### [Material supplied]
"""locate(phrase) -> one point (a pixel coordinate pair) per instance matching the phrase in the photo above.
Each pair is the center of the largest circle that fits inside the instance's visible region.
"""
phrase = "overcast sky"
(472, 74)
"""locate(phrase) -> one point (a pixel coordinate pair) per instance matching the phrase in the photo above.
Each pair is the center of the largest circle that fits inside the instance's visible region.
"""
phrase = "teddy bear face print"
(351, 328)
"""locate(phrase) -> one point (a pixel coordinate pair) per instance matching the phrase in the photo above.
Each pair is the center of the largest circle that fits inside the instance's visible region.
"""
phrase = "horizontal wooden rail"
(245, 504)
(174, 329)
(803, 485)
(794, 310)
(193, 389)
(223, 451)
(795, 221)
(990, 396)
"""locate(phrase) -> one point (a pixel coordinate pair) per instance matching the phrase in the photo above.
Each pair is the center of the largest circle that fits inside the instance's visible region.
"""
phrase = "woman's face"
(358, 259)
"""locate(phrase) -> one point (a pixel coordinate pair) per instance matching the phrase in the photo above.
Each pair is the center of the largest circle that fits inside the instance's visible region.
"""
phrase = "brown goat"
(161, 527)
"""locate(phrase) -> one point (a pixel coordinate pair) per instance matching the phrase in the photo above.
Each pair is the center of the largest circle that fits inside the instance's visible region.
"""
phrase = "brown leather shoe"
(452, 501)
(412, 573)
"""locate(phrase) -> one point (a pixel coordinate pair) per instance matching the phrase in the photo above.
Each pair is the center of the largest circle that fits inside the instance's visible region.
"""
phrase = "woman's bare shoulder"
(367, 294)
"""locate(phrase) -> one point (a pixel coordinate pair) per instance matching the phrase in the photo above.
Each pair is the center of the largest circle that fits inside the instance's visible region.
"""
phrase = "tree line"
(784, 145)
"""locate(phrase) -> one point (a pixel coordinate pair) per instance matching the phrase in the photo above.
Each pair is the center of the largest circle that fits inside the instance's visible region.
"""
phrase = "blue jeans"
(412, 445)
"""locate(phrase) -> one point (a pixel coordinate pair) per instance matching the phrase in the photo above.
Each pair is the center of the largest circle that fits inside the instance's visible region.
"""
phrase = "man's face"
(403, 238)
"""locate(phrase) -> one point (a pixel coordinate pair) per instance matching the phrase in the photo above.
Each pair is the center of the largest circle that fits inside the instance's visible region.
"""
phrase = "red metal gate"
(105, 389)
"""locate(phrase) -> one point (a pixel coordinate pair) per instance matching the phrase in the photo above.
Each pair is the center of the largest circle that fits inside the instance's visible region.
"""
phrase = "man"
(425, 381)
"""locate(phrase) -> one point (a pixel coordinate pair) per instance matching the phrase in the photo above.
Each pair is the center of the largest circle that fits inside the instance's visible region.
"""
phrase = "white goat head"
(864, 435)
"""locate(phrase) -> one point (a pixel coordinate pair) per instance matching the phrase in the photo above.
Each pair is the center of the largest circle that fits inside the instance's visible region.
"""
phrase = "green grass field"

### [Work to be completed]
Quote the listing in full, please, keeping every line exact.

### [Solution below]
"""locate(phrase) -> one point (a pixel coordinate pair) per instance matching the phrase in the photo above.
Each pair is the center of the largest circle that fits inside the instance's visible region.
"""
phrase = "overcast sky"
(472, 74)
"""locate(phrase) -> one point (a pixel coordinate pair) per instance matching the phrase in the photo above.
Each pair is the center of the largest circle that fits inside the instance's visible region.
"""
phrase = "teddy bear face print"
(351, 328)
"""locate(phrase) -> one point (a pixel coordinate pair) per instance matching the phrase in the photo above.
Each pair is the center of the largest circle that fits inside the instance's visible region.
"""
phrase = "horizontal wooden rail"
(245, 504)
(174, 329)
(803, 485)
(794, 310)
(193, 389)
(223, 451)
(795, 221)
(990, 396)
"""locate(phrase) -> one point (a pixel coordinate pair) per instance matching the phrase in the photo above.
Each pair is the center of the largest circle that fits inside the instance's visible region.
"""
phrase = "woman's face"
(358, 259)
"""locate(phrase) -> one point (a pixel coordinate pair) per instance matching the phrase in the photo above.
Each pair is the center of the largest circle that fits inside the instance's visible region.
"""
phrase = "brown goat"
(161, 527)
"""locate(phrase) -> one point (a pixel coordinate pair) per instance matching the phrase in the photo above.
Each pair is the center of the largest circle that fits inside the instance's visible region.
"""
phrase = "brown leather shoe"
(452, 501)
(412, 573)
"""locate(phrase) -> one point (a pixel coordinate pair) per instance matching the phrase in the photo above.
Each pair is the center of the largest circle that fits inside the instance's visible region.
"""
phrase = "woman's bare shoulder"
(367, 294)
"""locate(phrase) -> one point (a pixel coordinate pair) per instance matching the phrase in the photo above.
Each pair is the center of the largest circle that fits inside the instance's visible region.
"""
phrase = "tree line"
(784, 145)
"""locate(phrase) -> one point (a pixel coordinate pair) per instance matching the phrase in the photo above.
Each pair is the center of the largest circle that fits inside the instance's visible region.
"""
phrase = "blue jeans"
(412, 445)
"""locate(phrase) -> one point (a pixel coordinate pair) per instance matching the phrase in the photo above.
Each pair is the center of the largest circle that fits inside the instance's visible region.
"""
phrase = "man's face"
(403, 238)
"""locate(phrase) -> one point (a pixel coordinate pair) per instance matching the phrase in the photo above.
Each pair is the center of the largest circle that fits inside the instance's visible region.
"""
phrase = "red metal gate"
(105, 389)
"""locate(phrase) -> one point (a pixel coordinate pair) per instance matching the phrase in the photo above.
Each pair is the center of the largest circle that fits inside the instance's visible region.
"""
phrase = "man"
(425, 381)
"""locate(phrase) -> one point (a pixel coordinate pair) per instance matching the phrase in the photo above.
Each pair is the center of the largest circle that fits inside the instance's visible region.
"""
phrase = "white goat head"
(864, 435)
"""locate(phrase) -> one point (a pixel coordinate pair) per instance matching the phrase in the photo above.
Each pair is the center of the largest circle that fits inside the instance's visible region.
"""
phrase = "green grass field"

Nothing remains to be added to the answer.